* INFORMATION GIVEN
************

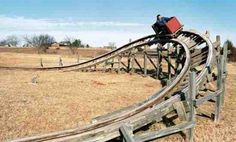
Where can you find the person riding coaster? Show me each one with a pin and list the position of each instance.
(166, 26)
(159, 27)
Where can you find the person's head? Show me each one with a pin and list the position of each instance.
(159, 17)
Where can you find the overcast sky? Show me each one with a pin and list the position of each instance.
(98, 22)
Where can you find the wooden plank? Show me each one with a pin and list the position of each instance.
(210, 96)
(191, 98)
(152, 62)
(169, 63)
(145, 61)
(119, 64)
(127, 133)
(202, 112)
(136, 61)
(180, 110)
(219, 87)
(148, 136)
(225, 54)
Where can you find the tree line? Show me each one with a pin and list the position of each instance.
(42, 42)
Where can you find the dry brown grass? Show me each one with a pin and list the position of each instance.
(63, 100)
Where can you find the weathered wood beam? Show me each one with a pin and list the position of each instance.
(191, 99)
(219, 87)
(164, 132)
(127, 133)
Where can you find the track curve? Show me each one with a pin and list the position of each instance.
(189, 43)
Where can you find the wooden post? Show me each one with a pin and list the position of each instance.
(145, 61)
(119, 63)
(169, 62)
(60, 62)
(158, 61)
(225, 54)
(132, 60)
(177, 60)
(41, 62)
(127, 133)
(128, 66)
(219, 87)
(191, 99)
(104, 66)
(78, 58)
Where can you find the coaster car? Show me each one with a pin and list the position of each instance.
(171, 28)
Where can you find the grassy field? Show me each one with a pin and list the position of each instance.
(63, 100)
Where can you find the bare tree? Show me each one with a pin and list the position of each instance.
(10, 41)
(73, 44)
(112, 45)
(42, 42)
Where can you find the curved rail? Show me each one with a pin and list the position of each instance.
(112, 123)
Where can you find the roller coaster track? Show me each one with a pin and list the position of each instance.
(195, 52)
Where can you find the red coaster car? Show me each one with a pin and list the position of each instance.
(171, 28)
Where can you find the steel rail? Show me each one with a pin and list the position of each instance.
(141, 107)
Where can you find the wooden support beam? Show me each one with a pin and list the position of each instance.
(119, 64)
(210, 96)
(169, 63)
(225, 54)
(177, 56)
(219, 87)
(152, 62)
(145, 61)
(191, 99)
(158, 61)
(136, 61)
(127, 133)
(179, 107)
(164, 132)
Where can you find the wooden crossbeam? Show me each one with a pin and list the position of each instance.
(127, 133)
(164, 132)
(210, 96)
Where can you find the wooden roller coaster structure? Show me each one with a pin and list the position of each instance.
(188, 66)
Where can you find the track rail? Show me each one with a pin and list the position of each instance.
(107, 128)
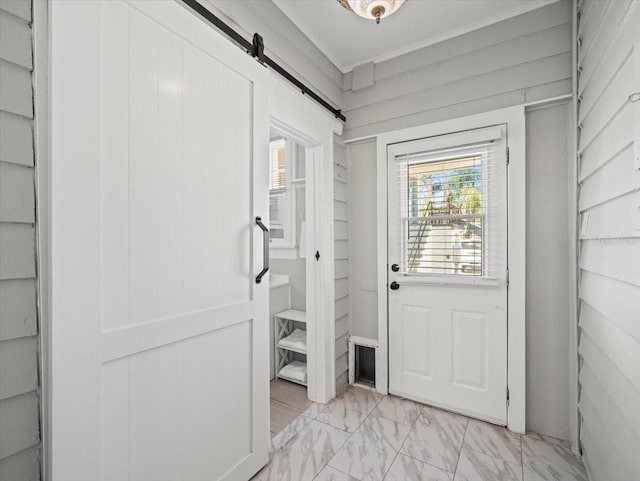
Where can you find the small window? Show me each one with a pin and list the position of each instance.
(281, 196)
(278, 173)
(445, 214)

************

* PROBLEM STATEMENT
Would you copy out all the data exactly, without the images?

* RESULT BELOW
Where can you find the person riding coaster? Show me each one with a pin and list the position of each instance.
(166, 26)
(159, 27)
Where can you find the person's head? Show me each one with a pin and list the position of each instance.
(159, 17)
Where can you find the overcast sky? Show me each one with a pin and list the position of each instance.
(98, 22)
Where can you find the wooden plank? Show me each one with a pin and list the position of each instance.
(210, 96)
(191, 98)
(152, 62)
(169, 63)
(145, 61)
(119, 64)
(127, 133)
(202, 112)
(136, 61)
(180, 110)
(219, 87)
(148, 136)
(225, 54)
Where can you find the tree line? Show me each one with a pin and list the position of each instance.
(42, 42)
Where can you find the dry brown grass? Show me each one with a pin and list the position of each instance.
(63, 100)
Where can you find the weathered wood beam? Show me each one with a pin and list the position of each instance.
(191, 99)
(219, 87)
(164, 132)
(127, 133)
Where can you find the track curve? Show me each one with a pin and list the position of each instance.
(189, 43)
Where can you find the wooden post? Show me each one with a pin and list the position of each instance.
(145, 61)
(119, 63)
(169, 62)
(60, 62)
(158, 61)
(225, 54)
(132, 60)
(177, 60)
(41, 62)
(127, 133)
(128, 66)
(219, 87)
(191, 99)
(104, 66)
(78, 58)
Where can you find the coaster car? Show me each one with a pin and list the position of each instance.
(171, 28)
Where can you find the grassy field? Show me each one with a pin and list the position of each instance.
(63, 100)
Where can you find the bare tree? Show me each one with a pin and list the position of each instance.
(10, 41)
(73, 44)
(112, 45)
(42, 42)
Where can you find the curved rail? Show me each one with a pin and list the position of each instance.
(112, 123)
Where can you find the roller coaster track? Show me each one with a pin and list the position of each instance.
(195, 52)
Where can you find the red coaster car? Show me each one with a pin and list the position of each instance.
(171, 28)
Where can you find the steel rail? Show me each one with a pin and list the position of each instance.
(141, 107)
Where can you find the wooden support beam? Show me each one with a pin and list the position of each instance.
(119, 64)
(210, 96)
(169, 63)
(225, 54)
(177, 56)
(219, 87)
(152, 62)
(145, 61)
(191, 99)
(158, 61)
(136, 61)
(127, 133)
(179, 107)
(164, 132)
Where can you find the wooden crossbeam? Show me each one with a pin and list the position of each instance.
(127, 133)
(164, 132)
(210, 96)
Where can you find the wooden roller coaster structure? Show me each one with a pin and list the position of each instance.
(188, 66)
Where can you find the track rail? Show me each one with a pin and list the position of each instance.
(107, 128)
Where can you find the small window? Show me each one with a pin and list the position of each instance.
(281, 196)
(278, 173)
(445, 214)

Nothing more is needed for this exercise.